### OBJECTIF 1
Répondez à ces questions sur le bulletin sur le Projet de loi 12 :
(a) À quelle date l'Assemblée nationale du Québec a-t-elle sanctionné le Projet de loi 12 ?
(b) À quelle date les dernières modifications prévues sont-elles entrées en vigueur ?
(c) Dans le cas d'un consortium, à quelle condition le consortium lui-même doit-il détenir l'autorisation ?
### OBJECTIF 2
Poursuivez le bulletin sur le Projet de loi 12 à la suite de sa dernière phrase.

### TEXTE RETENU
************

Le 2 juin 2022, l'Assemblée nationale du Québec a sanctionné la Loi visant principalement à promouvoir l'achat québécois et responsable par les organismes publics, à renforcer le régime d'intégrité des entreprises et à accroître les pouvoirs de l'Autorité des marchés publicsProjet de loi 12 »), apportant notamment des modifications importantes à la Loi sur les contrats des organismes publics (« LCOP»).

Le Projet de loi 12 prévoit un élargissement des pouvoirs de l’Autorité des marchés publics (« AMP », soit l’organisme chargé de surveiller les marchés publics au Québec), laquelle possède dorénavant tous les pouvoirs nécessaires à la vérification de l’intégrité de toute entreprise partie à un contrat ou sous-contrat public ainsi que toute entreprise détenant une autorisation de contracter, et ce, en obligeant notamment les entreprises assujetties à sa surveillance à fournir toute information requise par l’AMP sous peine de sanctions administratives.

Le présent bulletin résume les principales modifications prévues dans le Projet de loi 12, les dernières étant entrées en vigueur le 2 juin 2023. Sauf indication contraire, les modifications ci-après sont en vigueur depuis la date de la sanction, soit le 2 juin 2022.


Autorisation émise par l’AMP

  • Entreprise autorisée à la date du dépôt de sa soumission : Une entreprise qui répond à un appel d’offres en vue de réaliser un contrat ou sous-contrat public doit être autorisée à la date du dépôt de sa soumission. Les organismes publics1 ne pourront désormais plus prévoir une date ultérieure.
  • Autorisation dans le cas d’un consortium : L’obligation de détenir l’autorisation s’applique à chaque entreprise composant le consortium, en plus du consortium lui-même, mais seulement s’il prend la forme juridique d’une société en nom collectif ou d’une société en commandite.

************

### DONNÉES FOURNIES
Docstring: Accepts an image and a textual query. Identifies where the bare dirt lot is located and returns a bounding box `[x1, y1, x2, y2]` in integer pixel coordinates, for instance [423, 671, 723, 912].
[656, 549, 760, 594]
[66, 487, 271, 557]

************

### RÉSULTAT 1
(a) Le 2 juin 2022.
(b) Le 2 juin 2023.
(c) S'il prend la forme juridique d'une société en nom collectif ou d'une société en commandite.

### RÉSULTAT 2
  • Déclaration d’intégrité : Une entreprise intéressée à conclure un contrat public doit dorénavant, au moyen d’une déclaration écrite, reconnaître avoir pris connaissance des exigences d’intégrité et s’engager à prendre toutes les mesures nécessaires pour y satisfaire pendant toute la durée du contrat. Cette déclaration doit être produite au moment du dépôt d’une soumission.
  • Autorisation expirée ou suspendue / entreprise qui ne satisfait pas aux exigences d’intégrité : L'entreprise n’ayant pas d’autorisation valide ou ne satisfaisant pas aux exigences d’intégrité doit poursuivre l'exécution de tout contrat ou sous-contrat public, mais doit se soumettre aux mesures de surveillance imposées par l’AMP. L’exécution du contrat doit toutefois cesser à la demande de l'organisme public.
  • Définition du contrôle de facto : Dans le cadre de son analyse de l’intégrité d’une entreprise, l’AMP peut également examiner l’intégrité des personnes ou entités ayant un contrôle juridique ou de facto de l’entreprise. Un contrôle juridique ou de facto peut être établi, entre autres, sur la base d’une participation à un exercice concerté de droits dans l’entreprise ou de pouvoirs sur celle-ci. Chacun des participants est alors présumé être le détenteur du contrôle même si aucun de ceux-ci ne l’était à lui seul.
  • Imposition de mesures correctrices : Avant de refuser la demande ou le renouvellement de l'autorisation, l'AMP peut imposer des mesures correctrices qui permettraient à l'entreprise de satisfaire aux exigences d'intégrité.
  • Annulation ou suspension d’une autorisation : L’AMP peut annuler la demande d’autorisation ou suspendre l’autorisation d’une entreprise n’ayant pas communiqué les renseignements ou documents exigés par l’AMP.
  • Prolongation de la durée de l’autorisation (en vigueur le 2 juin 2023) : La durée de la validité d’une autorisation est modifiée à cinq ans. La durée des autorisations toujours en vigueur au 2 juin 2023 a automatiquement été prolongée de deux ans. Un courriel confirmant cette prolongation a été envoyé par l’AMP à tous les répondants des entreprises autorisées au 2 juin 2023.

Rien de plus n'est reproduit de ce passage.